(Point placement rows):
-- BEGIN --

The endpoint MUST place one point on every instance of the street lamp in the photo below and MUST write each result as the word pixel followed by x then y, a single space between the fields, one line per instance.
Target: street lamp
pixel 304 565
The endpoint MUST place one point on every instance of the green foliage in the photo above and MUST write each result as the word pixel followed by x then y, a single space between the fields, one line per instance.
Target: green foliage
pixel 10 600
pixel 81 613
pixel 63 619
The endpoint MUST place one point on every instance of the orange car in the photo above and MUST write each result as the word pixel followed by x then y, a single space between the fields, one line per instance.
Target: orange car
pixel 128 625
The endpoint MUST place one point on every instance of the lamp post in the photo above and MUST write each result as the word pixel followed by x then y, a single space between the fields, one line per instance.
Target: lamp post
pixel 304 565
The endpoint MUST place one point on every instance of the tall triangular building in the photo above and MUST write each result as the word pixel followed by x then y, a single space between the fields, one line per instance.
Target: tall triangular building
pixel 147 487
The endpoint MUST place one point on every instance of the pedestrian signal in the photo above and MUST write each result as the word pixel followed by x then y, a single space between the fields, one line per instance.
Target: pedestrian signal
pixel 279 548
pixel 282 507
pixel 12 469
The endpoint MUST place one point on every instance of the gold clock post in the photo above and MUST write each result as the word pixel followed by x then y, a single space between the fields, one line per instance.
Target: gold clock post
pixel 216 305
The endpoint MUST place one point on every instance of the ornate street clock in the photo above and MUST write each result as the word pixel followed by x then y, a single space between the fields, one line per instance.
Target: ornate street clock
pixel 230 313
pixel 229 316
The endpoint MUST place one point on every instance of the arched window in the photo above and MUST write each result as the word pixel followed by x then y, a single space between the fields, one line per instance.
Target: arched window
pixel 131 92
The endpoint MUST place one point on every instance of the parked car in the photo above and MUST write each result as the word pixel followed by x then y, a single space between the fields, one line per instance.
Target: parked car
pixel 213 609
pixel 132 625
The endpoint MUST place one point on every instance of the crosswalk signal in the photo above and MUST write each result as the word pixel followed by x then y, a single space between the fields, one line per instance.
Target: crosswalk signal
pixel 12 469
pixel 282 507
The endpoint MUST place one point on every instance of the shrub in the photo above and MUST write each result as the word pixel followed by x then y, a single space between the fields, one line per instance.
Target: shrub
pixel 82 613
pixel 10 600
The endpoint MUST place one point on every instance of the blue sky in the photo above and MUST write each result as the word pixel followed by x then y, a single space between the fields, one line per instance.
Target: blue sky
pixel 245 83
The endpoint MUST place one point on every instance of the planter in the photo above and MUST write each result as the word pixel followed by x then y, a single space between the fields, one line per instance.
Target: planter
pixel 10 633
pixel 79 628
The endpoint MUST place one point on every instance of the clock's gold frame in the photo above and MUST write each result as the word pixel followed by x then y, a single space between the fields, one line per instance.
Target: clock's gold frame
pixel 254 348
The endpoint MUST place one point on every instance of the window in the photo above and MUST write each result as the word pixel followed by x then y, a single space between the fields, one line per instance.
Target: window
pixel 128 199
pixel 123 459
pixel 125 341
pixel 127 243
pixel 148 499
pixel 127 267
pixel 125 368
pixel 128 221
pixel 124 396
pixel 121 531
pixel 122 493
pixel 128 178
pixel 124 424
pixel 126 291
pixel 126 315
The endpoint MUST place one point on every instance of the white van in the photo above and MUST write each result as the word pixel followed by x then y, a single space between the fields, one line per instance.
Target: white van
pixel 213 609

-- END --

(What you are asked to do):
Output the stretch from the line containing "of the ornate" through the line containing "pixel 132 625" as a Markdown table with the columns Num and Text. Give each line its own number, and leave out any blank lines.

(Solution to this exercise):
| Num | Text |
|---|---|
| 1 | The endpoint MUST place one point on every instance of the ornate street clock in the photo above and MUST write each result as the word pixel followed by x then y, a single space between the fields, one line per instance. |
| 2 | Target: ornate street clock |
| 3 | pixel 230 313 |
| 4 | pixel 229 316 |
| 5 | The endpoint MUST place one point on every instance of the arched window in the photo above and MUST write each result as the word pixel followed by x then y, a single space between the fields, one line per instance. |
| 6 | Target: arched window |
| 7 | pixel 131 92 |
| 8 | The endpoint MUST place one point on every instance of the parked car in the photo above and MUST write each result as the word pixel followed by x then y, a single space between the fields, one line per instance. |
| 9 | Target: parked car |
| 10 | pixel 213 609 |
| 11 | pixel 132 625 |